— TO BE DONE —
Copy every line of the records below word for word, and leave the pictures out of your answer.

— RECORDS SHOWN —
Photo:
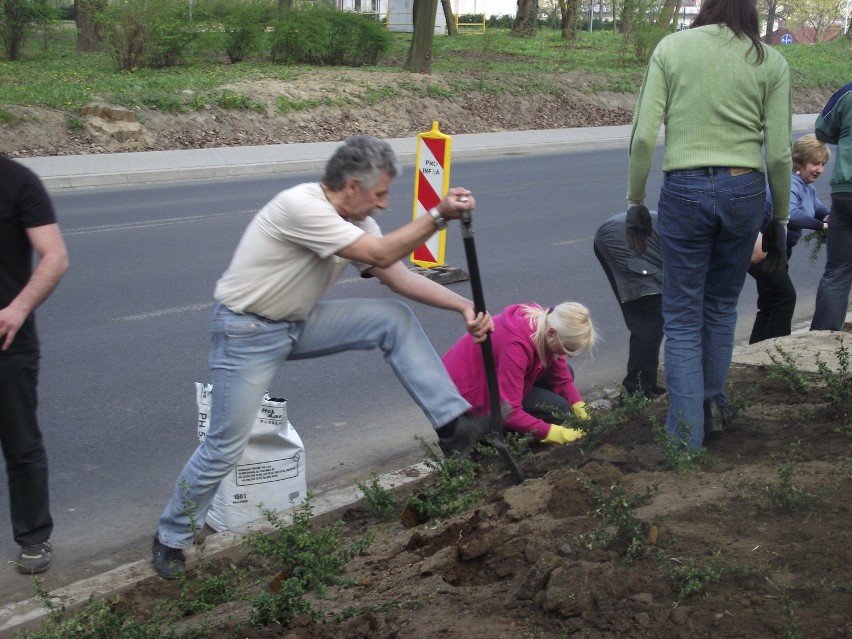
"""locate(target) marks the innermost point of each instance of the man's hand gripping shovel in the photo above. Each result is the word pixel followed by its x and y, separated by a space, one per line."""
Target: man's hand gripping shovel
pixel 487 351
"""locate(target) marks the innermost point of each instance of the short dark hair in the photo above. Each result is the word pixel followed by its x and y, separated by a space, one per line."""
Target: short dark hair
pixel 362 157
pixel 740 16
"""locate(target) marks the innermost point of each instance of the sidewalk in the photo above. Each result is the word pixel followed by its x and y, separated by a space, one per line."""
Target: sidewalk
pixel 118 169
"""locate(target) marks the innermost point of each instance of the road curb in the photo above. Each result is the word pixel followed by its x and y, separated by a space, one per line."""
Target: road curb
pixel 30 613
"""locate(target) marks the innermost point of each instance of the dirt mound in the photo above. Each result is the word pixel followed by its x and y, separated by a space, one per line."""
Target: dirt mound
pixel 375 103
pixel 753 543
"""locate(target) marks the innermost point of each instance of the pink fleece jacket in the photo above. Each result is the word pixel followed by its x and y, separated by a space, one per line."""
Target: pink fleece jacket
pixel 518 368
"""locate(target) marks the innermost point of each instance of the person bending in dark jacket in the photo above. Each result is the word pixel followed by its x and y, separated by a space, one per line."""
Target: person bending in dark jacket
pixel 637 283
pixel 776 295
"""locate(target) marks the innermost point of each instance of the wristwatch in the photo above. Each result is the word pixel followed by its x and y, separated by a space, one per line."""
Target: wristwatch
pixel 440 222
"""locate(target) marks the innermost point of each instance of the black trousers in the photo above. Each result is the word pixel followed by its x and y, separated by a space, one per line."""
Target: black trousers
pixel 644 319
pixel 23 449
pixel 776 302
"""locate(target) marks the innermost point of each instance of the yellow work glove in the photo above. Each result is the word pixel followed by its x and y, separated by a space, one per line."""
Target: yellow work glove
pixel 562 435
pixel 579 410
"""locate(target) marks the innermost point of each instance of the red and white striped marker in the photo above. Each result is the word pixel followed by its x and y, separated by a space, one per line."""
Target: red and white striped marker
pixel 430 184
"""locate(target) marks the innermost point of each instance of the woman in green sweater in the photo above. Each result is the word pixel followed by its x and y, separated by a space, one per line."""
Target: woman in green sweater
pixel 723 95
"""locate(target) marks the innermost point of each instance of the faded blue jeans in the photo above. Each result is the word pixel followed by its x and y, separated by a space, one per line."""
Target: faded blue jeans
pixel 709 220
pixel 247 352
pixel 832 302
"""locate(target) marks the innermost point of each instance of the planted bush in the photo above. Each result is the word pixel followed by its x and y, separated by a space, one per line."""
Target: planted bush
pixel 327 37
pixel 147 33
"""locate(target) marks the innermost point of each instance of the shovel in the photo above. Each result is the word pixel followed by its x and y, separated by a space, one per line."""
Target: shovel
pixel 487 351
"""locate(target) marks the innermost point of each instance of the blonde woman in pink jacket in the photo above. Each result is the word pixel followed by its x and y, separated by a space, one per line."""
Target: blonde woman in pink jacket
pixel 531 347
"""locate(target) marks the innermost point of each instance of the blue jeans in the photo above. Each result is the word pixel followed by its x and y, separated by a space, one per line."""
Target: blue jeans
pixel 709 220
pixel 832 302
pixel 247 353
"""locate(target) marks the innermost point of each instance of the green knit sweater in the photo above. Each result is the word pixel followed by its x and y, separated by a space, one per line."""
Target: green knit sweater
pixel 719 107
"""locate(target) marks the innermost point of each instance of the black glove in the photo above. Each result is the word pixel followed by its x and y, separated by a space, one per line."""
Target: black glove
pixel 638 227
pixel 775 247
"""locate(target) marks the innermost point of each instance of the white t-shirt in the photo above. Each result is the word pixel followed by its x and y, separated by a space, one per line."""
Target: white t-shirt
pixel 285 262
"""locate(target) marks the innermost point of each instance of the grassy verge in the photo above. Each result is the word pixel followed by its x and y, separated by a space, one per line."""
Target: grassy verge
pixel 53 74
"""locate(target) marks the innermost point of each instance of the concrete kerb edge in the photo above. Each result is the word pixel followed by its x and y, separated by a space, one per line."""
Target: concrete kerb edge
pixel 27 614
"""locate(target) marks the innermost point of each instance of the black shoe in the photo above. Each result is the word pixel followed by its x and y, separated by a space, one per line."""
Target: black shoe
pixel 467 431
pixel 716 419
pixel 35 559
pixel 168 562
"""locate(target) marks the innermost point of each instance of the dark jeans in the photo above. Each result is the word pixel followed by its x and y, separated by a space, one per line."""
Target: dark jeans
pixel 644 319
pixel 832 302
pixel 23 449
pixel 776 302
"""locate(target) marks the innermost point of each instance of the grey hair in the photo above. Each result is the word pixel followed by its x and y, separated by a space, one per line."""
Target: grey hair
pixel 363 158
pixel 572 322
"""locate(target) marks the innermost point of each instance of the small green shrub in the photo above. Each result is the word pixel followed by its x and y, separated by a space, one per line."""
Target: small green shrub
pixel 783 495
pixel 379 500
pixel 7 117
pixel 676 450
pixel 785 369
pixel 691 579
pixel 618 519
pixel 230 100
pixel 450 489
pixel 839 382
pixel 818 239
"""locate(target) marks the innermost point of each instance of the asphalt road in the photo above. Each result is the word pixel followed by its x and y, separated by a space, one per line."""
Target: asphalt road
pixel 125 336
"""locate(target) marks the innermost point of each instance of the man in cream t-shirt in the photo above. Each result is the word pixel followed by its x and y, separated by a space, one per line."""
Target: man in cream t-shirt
pixel 268 309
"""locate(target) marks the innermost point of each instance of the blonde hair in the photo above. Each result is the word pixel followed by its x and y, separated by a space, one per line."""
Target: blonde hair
pixel 572 322
pixel 808 150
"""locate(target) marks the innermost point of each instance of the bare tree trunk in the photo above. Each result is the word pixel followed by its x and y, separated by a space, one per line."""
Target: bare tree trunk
pixel 88 31
pixel 568 9
pixel 420 52
pixel 771 9
pixel 526 21
pixel 452 27
pixel 667 13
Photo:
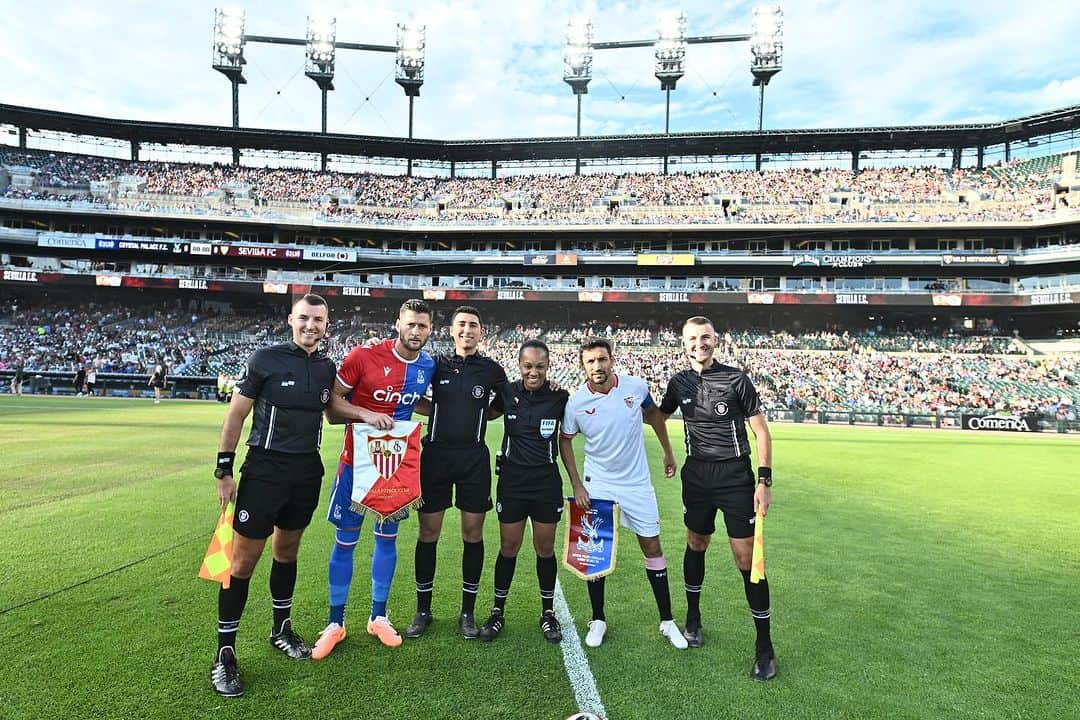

— TASK RESPONSE —
Photo:
"""locate(target) marks the innermost point of each instance of the man's hand gripping shovel in the photo above. Each result is the word pixel followed by its x and y, separated by a space, one per line."""
Target: man's hand gripping shovel
pixel 487 351
"""locate(target) marks the innermost point of each instance of the short dark hair in the photo above. Each result is the word pixel followed by its x and y, separated by a space, one per line."""
Target: short dark hair
pixel 362 157
pixel 740 16
"""locate(target) marks the innermost point of each instance of the sidewalk in the photo above. Each result is the word pixel followed by its x and y, separated by a space, one per line."""
Target: sidewalk
pixel 118 169
"""locate(target) marks the innermost point of each instance of the road curb in the photo above. Each result is the word pixel followed by its x and y, separated by a space, one per line."""
Target: road curb
pixel 30 613
"""locate(target) marks the innermost point of each instance of the dirt mound in the photo above. Each result is the word pixel followed by its x and y, separated by a space, one per line."""
Target: dirt mound
pixel 375 103
pixel 753 543
"""locate(target) marks the innermost point of each instance of the pink fleece jacket in the photo above. Each result is the word pixel followed by its x and y, separated by a space, one per line."""
Target: pink fleece jacket
pixel 518 368
"""locate(target) marks the innermost point of each instance of the person bending in dark jacket in the photo above. Each result is the word pixel followed by its x and y, separated by a space, one per line."""
Target: person bending in dark jacket
pixel 637 283
pixel 776 295
"""locate(target) marks the innermost point of each instance of the wristwatch in the photo above. Each result is the word pixel followed by its x and y, separated by a space, one per line."""
Target: wristwatch
pixel 440 222
"""locate(target) marks the innermost point of each instance of the black trousers in the photo above. Each result is the word pixel followed by its x and y, separated by a space, one per line."""
Target: black trousers
pixel 644 319
pixel 23 449
pixel 776 302
"""locate(target) marks the innermost point of each instance of the yellow work glove in the photo above. Each result is the word pixel followed by its x and y, separated by a space, one per line."""
Target: yellow work glove
pixel 562 435
pixel 579 410
"""locate(target) marks the innermost point of each instance of the red and white striped marker in the photo above. Each result is the word pixel followed by its x and y, separated by a space, one per line."""
Target: red and white striped marker
pixel 430 184
"""locate(target) marks the innermost point of each instance of the woman in green sweater in the photo above. Each result is the word pixel followed by its x and y, separated by a space, one per line."""
Target: woman in green sweater
pixel 723 95
"""locate(target) marks the innermost point of each instance of the faded blue jeans in the photo above. Each result is the word pixel followed by its x and y, separated by a space, one per line."""
Target: faded blue jeans
pixel 709 220
pixel 247 352
pixel 832 302
"""locate(target) marks the innermost point of each instance of the planted bush in the photo above. Each result is the word pixel followed by its x and y, separated by a space, one per line."""
Target: planted bush
pixel 327 37
pixel 147 33
"""locate(target) marks the innermost point of each instance of the shovel in the photo above. Each result is the word pixel followed by its x and y, separated by a space, one per line."""
Target: shovel
pixel 487 351
"""locate(target) marks the innermost point of each instance of the blonde woman in pink jacket in the photo above. Each result is the word pixel followed by its x and y, separated by a space, one per line."""
Target: blonde woman in pink jacket
pixel 531 347
"""locate(target) marks the innermost point of each instance of the blue jeans in the photo above. Each result is the word pixel followed by its x and y, separated by a space, one per line."""
Target: blue jeans
pixel 709 220
pixel 832 302
pixel 247 353
"""locate(target) marks the innermost point of each instance of the green knit sweater in the photo above. Each result is the word pixel followed by its x and y, separated by a space, one per line."""
Target: green knit sweater
pixel 719 107
"""locate(target) marks the innermost point of each instance of the black glove in the photo above. Each result is the word pixel followed by its x and y, separated by a space, one per line."""
Target: black glove
pixel 638 227
pixel 775 247
"""locate(target) marks the innermost point of each instance of the white t-shirt in the photo above. Each result is the word pixel followed by its x and y, separated by a space, one per line."""
Target: white t-shirt
pixel 285 262
"""locate(target) marks the innermost point of each instance of the grassy verge in the photo above. Each result is the word pixel followed by its x and y, separated by a space, one per line."""
Target: grassy verge
pixel 53 74
"""locate(target) marks the innermost point of each instance of the concrete kerb edge in the photo above. Each result is the word pixel followed by its x and y, separated by a space, one per line."""
Target: concrete kerb edge
pixel 27 614
"""locate(target) marks the innermost point of each instance of the black shoe in the photo above. Each result is the word pixel followed by its x and y, separated by a space, one per line."""
Target: black shoe
pixel 467 431
pixel 716 419
pixel 35 559
pixel 168 562
"""locate(target) marks the innermost point of each instance of the dark jeans in the photo above. Each result is the word pixel followed by its x and y, separated by a space, one per line."""
Target: dark jeans
pixel 644 319
pixel 832 302
pixel 23 449
pixel 776 302
"""locate(target) marks the innermost point of each instance of the grey hair in the photo above. Each result is the word pixel followed by its x and y, separated by a space, one per line."""
Target: grey hair
pixel 363 158
pixel 572 322
"""locate(target) marks the innermost point of each instance of the small green shrub in the photo above. Each result is the word pixel followed by its x and y, separated by a space, one per line."""
Target: small green shrub
pixel 783 495
pixel 379 500
pixel 7 117
pixel 676 450
pixel 785 369
pixel 691 579
pixel 618 519
pixel 230 100
pixel 450 489
pixel 839 382
pixel 818 239
"""locate(target) marks the innermost point of each instance of the asphalt road in the photo above. Each result is the word pixel followed by its x and y, separated by a space, one per line."""
Target: asphalt road
pixel 125 336
"""locate(target) marks the innermost point of each instance of the man in cream t-shirt in the photo above. Each result is the word pixel followed by its x and y, separated by a space, one per line."""
Target: man in cream t-shirt
pixel 268 309
"""locate(target) marks the innermost point of each instance of the blonde hair in the photo above. Each result is the word pixel followed by its x and y, separated by a space, one per line."""
Target: blonde hair
pixel 572 322
pixel 808 150
"""locate(target) marks the innermost point of each instance of the bare tree trunk in the photo above. Each result is the word pixel followed by its x and y, separated by a space, one per line."""
Target: bare tree trunk
pixel 88 31
pixel 568 9
pixel 420 52
pixel 771 9
pixel 526 21
pixel 452 27
pixel 667 13
Photo:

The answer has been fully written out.